(Part of a data file)

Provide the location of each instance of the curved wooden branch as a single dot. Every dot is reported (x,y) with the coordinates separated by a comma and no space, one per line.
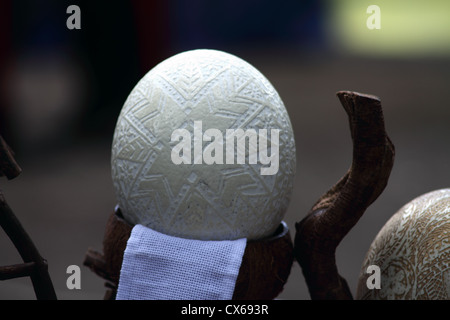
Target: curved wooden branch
(339,209)
(34,265)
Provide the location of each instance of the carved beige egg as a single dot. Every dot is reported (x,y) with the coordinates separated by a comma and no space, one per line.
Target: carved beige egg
(204,149)
(412,251)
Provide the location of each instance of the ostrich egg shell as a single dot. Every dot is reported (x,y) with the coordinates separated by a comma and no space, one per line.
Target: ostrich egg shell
(222,200)
(412,251)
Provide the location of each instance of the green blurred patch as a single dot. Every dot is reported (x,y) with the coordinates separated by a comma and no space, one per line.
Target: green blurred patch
(408,27)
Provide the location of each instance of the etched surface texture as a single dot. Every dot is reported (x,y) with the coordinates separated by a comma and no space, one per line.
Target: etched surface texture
(413,252)
(200,201)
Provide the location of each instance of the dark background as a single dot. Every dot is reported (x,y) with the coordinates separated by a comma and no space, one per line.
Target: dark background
(61,92)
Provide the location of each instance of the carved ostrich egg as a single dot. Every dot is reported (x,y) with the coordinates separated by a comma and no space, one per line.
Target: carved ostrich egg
(204,149)
(412,252)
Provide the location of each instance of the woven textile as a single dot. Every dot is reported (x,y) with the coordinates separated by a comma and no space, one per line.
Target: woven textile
(161,267)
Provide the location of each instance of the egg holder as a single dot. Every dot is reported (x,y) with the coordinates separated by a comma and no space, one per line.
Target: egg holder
(265,267)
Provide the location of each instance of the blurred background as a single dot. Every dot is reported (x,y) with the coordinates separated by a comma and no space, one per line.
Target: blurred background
(61,92)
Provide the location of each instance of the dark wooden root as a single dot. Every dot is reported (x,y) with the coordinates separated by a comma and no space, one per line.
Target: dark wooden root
(265,266)
(339,209)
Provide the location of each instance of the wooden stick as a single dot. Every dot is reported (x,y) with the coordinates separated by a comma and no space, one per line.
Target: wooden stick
(8,165)
(339,209)
(17,270)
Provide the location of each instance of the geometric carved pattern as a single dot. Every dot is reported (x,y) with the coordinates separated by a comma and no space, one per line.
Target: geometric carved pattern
(413,252)
(211,202)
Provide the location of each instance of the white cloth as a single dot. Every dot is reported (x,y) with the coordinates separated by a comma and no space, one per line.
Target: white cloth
(161,267)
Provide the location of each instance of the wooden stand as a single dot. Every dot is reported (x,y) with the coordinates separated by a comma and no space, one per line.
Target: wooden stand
(265,267)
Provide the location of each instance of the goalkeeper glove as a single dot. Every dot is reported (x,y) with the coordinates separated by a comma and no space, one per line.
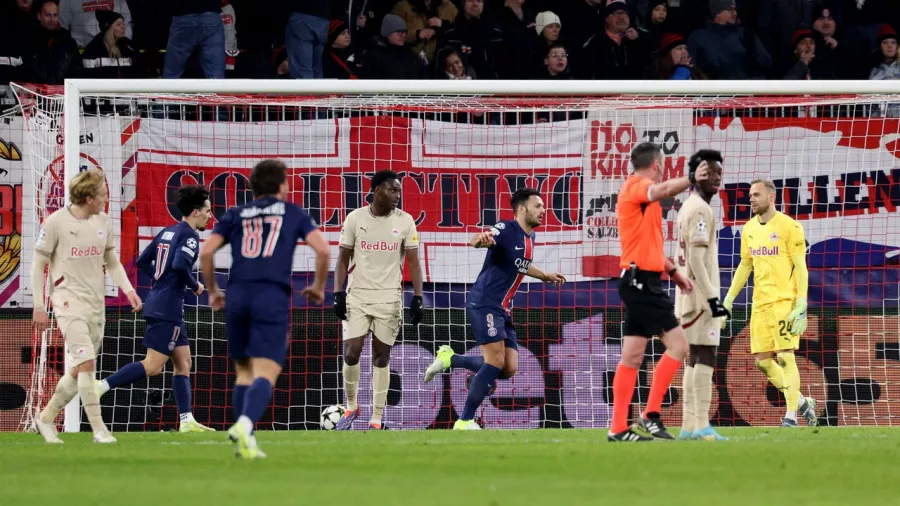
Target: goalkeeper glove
(797,318)
(718,309)
(416,307)
(728,303)
(340,305)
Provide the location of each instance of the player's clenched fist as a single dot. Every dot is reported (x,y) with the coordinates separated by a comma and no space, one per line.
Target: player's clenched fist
(483,240)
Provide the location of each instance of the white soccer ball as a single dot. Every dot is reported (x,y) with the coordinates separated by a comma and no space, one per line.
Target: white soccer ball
(330,417)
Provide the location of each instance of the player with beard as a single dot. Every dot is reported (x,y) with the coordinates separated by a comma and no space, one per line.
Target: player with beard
(773,248)
(509,259)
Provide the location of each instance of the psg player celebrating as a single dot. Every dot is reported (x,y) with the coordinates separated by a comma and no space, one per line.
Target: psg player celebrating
(510,253)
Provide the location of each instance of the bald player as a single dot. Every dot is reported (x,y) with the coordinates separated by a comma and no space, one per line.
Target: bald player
(78,242)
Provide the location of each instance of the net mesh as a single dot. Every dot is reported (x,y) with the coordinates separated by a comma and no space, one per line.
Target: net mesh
(832,159)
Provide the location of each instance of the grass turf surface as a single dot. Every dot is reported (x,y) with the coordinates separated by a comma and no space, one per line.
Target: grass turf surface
(840,466)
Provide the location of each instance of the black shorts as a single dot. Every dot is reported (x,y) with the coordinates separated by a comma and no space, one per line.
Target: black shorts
(649,311)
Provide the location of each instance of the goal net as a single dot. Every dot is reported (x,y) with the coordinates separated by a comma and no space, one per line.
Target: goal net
(833,159)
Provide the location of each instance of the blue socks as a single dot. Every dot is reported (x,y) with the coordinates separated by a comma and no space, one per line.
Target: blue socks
(466,362)
(181,385)
(479,389)
(257,399)
(237,399)
(127,375)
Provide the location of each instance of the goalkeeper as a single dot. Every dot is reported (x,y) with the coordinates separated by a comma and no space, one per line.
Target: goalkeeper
(773,246)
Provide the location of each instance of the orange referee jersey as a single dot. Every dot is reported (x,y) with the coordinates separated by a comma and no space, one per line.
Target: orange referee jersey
(640,226)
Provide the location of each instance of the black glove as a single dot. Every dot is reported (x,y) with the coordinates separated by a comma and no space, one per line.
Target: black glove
(718,309)
(340,305)
(416,307)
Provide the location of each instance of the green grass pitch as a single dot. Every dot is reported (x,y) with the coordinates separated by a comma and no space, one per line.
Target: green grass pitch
(840,466)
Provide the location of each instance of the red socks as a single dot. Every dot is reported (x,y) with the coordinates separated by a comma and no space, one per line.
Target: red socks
(623,390)
(662,378)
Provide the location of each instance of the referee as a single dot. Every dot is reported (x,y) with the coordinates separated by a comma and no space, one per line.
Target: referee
(648,309)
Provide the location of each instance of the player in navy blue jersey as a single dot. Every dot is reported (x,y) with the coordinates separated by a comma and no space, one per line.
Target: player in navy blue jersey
(510,253)
(263,235)
(169,261)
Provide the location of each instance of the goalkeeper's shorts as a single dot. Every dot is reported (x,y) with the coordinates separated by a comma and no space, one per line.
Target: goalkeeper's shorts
(769,328)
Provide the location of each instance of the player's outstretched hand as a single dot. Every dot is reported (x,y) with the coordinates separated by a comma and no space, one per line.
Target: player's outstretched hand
(417,308)
(313,294)
(555,278)
(340,305)
(216,300)
(483,240)
(40,320)
(136,303)
(686,285)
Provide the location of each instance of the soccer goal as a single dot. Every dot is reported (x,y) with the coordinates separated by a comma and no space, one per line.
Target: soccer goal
(461,148)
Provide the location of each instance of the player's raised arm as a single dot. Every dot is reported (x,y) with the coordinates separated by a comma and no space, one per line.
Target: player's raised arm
(44,249)
(117,271)
(797,249)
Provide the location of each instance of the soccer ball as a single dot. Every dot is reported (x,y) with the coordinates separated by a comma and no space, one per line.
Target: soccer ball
(330,417)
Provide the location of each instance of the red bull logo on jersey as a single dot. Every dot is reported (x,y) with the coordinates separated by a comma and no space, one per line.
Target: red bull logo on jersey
(379,245)
(92,251)
(764,251)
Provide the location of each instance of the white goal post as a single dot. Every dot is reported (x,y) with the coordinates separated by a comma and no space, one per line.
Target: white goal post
(638,104)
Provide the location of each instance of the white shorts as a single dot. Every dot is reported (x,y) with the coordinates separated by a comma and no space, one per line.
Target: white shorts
(701,328)
(382,319)
(83,338)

§ **Exercise requirements**: Beginning with the line that contains "Provide the location of each instance of the soccer ball", quote each line exactly through the last line of the entries above, and nothing beyond them.

§ **Full solution**:
Provide the location of each instance of the soccer ball as a single dot. Every dot is reported (x,y) with the coordinates separated by a comma and no space, one per line.
Target: soccer ball
(330,417)
Provide the location of each instance of the red bull logo on jersey as a single dot. Every dot is reported (x,y) with the coordinates separated by a comma and no space, one per line.
Target: red bull logo on jersey
(379,245)
(92,251)
(764,251)
Provide the location of each instance of the white goal post as a single dot. Every dot is reported (x,y) with the coordinates separated by a comma and no space, one per line.
Target: white goal post
(638,104)
Provide the location of each instance of the white shorts as a single dot. Every dot is reported (x,y) with the coordinates separated by a comma and no space, one per line.
Target: white shorts
(701,328)
(382,319)
(83,338)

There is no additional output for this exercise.